- _Exercise description_: Put the records into a Markdown table with the columns "Row" and "Line", one row per line, starting at the line with "spot the chair leg." and continuing through the end of the records, with both ends included and blank lines skipped. Leave the pictures out of the answer.

- _Record extracts_:
--------------------------------

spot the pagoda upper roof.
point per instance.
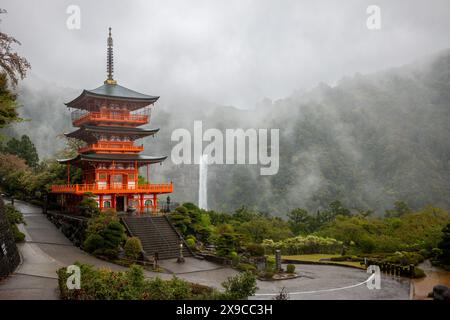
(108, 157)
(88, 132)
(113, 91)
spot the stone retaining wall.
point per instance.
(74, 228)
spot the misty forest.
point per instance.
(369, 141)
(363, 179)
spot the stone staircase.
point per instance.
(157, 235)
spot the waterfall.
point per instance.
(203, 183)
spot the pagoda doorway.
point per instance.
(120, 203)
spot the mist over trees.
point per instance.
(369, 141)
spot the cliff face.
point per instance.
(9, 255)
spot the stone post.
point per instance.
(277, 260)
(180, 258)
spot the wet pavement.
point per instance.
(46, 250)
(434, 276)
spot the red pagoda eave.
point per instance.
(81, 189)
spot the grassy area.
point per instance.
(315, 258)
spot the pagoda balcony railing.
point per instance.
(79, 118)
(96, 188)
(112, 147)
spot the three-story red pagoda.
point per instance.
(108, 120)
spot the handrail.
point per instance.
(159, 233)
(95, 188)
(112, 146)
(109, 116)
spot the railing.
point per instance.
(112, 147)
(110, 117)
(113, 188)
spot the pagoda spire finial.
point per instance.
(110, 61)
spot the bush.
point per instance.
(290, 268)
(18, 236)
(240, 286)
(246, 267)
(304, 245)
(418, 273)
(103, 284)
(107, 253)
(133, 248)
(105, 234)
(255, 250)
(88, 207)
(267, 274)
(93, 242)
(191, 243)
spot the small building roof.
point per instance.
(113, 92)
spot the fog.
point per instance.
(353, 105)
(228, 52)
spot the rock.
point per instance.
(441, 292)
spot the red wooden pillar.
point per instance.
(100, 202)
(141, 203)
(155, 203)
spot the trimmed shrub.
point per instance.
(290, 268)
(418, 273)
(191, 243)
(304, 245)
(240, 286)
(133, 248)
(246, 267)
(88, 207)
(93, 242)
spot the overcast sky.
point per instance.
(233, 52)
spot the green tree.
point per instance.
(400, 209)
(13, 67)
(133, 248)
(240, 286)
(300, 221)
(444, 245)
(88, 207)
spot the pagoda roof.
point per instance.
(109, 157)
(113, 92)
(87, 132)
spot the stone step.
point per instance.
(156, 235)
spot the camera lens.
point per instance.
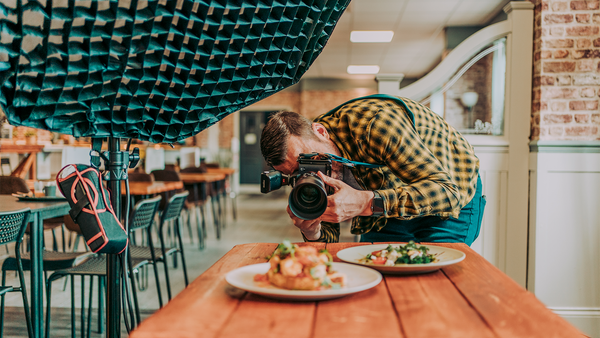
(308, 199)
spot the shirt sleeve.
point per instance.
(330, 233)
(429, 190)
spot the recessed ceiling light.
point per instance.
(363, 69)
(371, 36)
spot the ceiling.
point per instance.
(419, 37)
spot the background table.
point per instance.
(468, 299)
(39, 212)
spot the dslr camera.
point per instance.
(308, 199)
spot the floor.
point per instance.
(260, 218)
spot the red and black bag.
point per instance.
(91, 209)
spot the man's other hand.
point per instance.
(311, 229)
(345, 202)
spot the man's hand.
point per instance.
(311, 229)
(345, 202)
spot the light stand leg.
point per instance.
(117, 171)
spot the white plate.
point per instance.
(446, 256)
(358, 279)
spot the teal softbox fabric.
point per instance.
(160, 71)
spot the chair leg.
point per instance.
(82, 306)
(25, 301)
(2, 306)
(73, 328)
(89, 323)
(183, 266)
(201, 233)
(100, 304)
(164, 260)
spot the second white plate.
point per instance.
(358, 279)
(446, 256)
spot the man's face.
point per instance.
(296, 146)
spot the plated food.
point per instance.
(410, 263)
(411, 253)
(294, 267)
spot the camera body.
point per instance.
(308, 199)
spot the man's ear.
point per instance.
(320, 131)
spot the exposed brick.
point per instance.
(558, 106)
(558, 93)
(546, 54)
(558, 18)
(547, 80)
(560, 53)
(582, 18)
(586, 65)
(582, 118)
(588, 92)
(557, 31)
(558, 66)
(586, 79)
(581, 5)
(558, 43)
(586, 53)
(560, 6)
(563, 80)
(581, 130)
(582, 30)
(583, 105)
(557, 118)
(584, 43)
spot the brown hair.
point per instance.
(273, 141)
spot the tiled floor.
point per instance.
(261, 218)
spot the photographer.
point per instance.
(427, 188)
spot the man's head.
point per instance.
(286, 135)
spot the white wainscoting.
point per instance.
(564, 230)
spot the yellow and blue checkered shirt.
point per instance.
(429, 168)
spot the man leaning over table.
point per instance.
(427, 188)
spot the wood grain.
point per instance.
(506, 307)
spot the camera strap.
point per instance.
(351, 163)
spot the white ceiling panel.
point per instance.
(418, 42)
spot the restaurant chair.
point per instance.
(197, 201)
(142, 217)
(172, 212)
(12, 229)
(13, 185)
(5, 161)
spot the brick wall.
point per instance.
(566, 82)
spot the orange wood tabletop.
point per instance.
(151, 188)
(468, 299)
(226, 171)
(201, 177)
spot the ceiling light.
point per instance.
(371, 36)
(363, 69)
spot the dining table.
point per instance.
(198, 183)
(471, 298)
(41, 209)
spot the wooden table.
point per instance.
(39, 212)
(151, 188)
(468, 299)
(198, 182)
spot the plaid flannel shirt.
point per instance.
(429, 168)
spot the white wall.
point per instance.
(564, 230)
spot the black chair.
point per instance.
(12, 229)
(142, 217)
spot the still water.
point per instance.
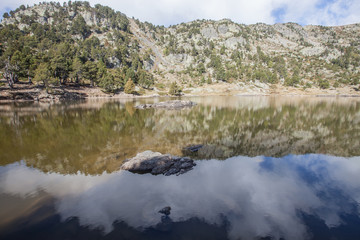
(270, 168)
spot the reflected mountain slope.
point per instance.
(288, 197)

--------------------------------

- _Written answer_:
| Row | Line |
|---|---|
| 1 | spot the chair leg. |
| 2 | point per instance. |
| 3 | (82, 306) |
| 4 | (25, 301) |
| 5 | (2, 306) |
| 6 | (73, 328) |
| 7 | (89, 323) |
| 8 | (183, 266) |
| 9 | (201, 233) |
| 10 | (100, 304) |
| 11 | (164, 260) |
| 12 | spot the second white plate. |
| 13 | point per instance. |
| 14 | (358, 279) |
| 15 | (446, 256) |
| 16 | spot the man's face. |
| 17 | point per instance. |
| 18 | (296, 146) |
| 19 | spot the plated food. |
| 20 | point per instance. |
| 21 | (410, 263) |
| 22 | (411, 253) |
| 23 | (294, 267) |
| 24 | spot the camera body. |
| 25 | point per instance. |
| 26 | (308, 199) |
| 27 | spot the man's ear. |
| 28 | point per instance. |
| 29 | (320, 131) |
| 30 | spot the exposed brick. |
| 31 | point per instance. |
| 32 | (558, 106) |
| 33 | (558, 93) |
| 34 | (546, 54) |
| 35 | (558, 18) |
| 36 | (547, 80) |
| 37 | (560, 53) |
| 38 | (582, 18) |
| 39 | (586, 65) |
| 40 | (582, 118) |
| 41 | (588, 92) |
| 42 | (557, 31) |
| 43 | (558, 66) |
| 44 | (586, 79) |
| 45 | (581, 5) |
| 46 | (558, 43) |
| 47 | (586, 53) |
| 48 | (560, 6) |
| 49 | (563, 80) |
| 50 | (581, 130) |
| 51 | (582, 30) |
| 52 | (583, 105) |
| 53 | (557, 118) |
| 54 | (584, 43) |
| 55 | spot the brown hair. |
| 56 | point per instance. |
| 57 | (273, 141) |
| 58 | spot the tiled floor. |
| 59 | point per instance. |
| 60 | (261, 218) |
| 61 | spot the photographer. |
| 62 | point per instance. |
| 63 | (427, 188) |
| 64 | spot the man's head. |
| 65 | point per instance. |
| 66 | (286, 135) |
| 67 | spot the white wainscoting. |
| 68 | point per instance. |
| 69 | (564, 230) |
| 70 | spot the yellow and blue checkered shirt. |
| 71 | point per instance. |
| 72 | (429, 168) |
| 73 | spot the man leaning over table. |
| 74 | point per instance. |
| 75 | (427, 188) |
| 76 | spot the wood grain. |
| 77 | point per instance. |
| 78 | (506, 307) |
| 79 | spot the camera strap. |
| 80 | point per instance. |
| 81 | (351, 163) |
| 82 | spot the white ceiling panel. |
| 83 | point per instance. |
| 84 | (418, 42) |
| 85 | spot the restaurant chair. |
| 86 | point per instance. |
| 87 | (197, 201) |
| 88 | (142, 217) |
| 89 | (172, 212) |
| 90 | (12, 229) |
| 91 | (13, 185) |
| 92 | (5, 161) |
| 93 | spot the brick wall. |
| 94 | point per instance. |
| 95 | (566, 82) |
| 96 | spot the orange wood tabletop. |
| 97 | point per instance. |
| 98 | (151, 188) |
| 99 | (468, 299) |
| 100 | (226, 171) |
| 101 | (201, 177) |
| 102 | spot the ceiling light. |
| 103 | point per instance. |
| 104 | (371, 36) |
| 105 | (363, 69) |
| 106 | spot the dining table. |
| 107 | point per instance. |
| 108 | (198, 183) |
| 109 | (471, 298) |
| 110 | (41, 209) |
| 111 | spot the wooden table. |
| 112 | point per instance. |
| 113 | (39, 212) |
| 114 | (151, 188) |
| 115 | (468, 299) |
| 116 | (198, 182) |
| 117 | spot the plaid flannel shirt. |
| 118 | point per instance. |
| 119 | (429, 168) |
| 120 | spot the white wall. |
| 121 | point per instance. |
| 122 | (564, 230) |
| 123 | spot the black chair. |
| 124 | point per instance. |
| 125 | (12, 229) |
| 126 | (142, 217) |
| 127 | spot the still water. |
| 128 | point per instance. |
| 129 | (270, 168) |
| 130 | spot the reflected mountain slope. |
| 131 | point per instance. |
| 132 | (288, 197) |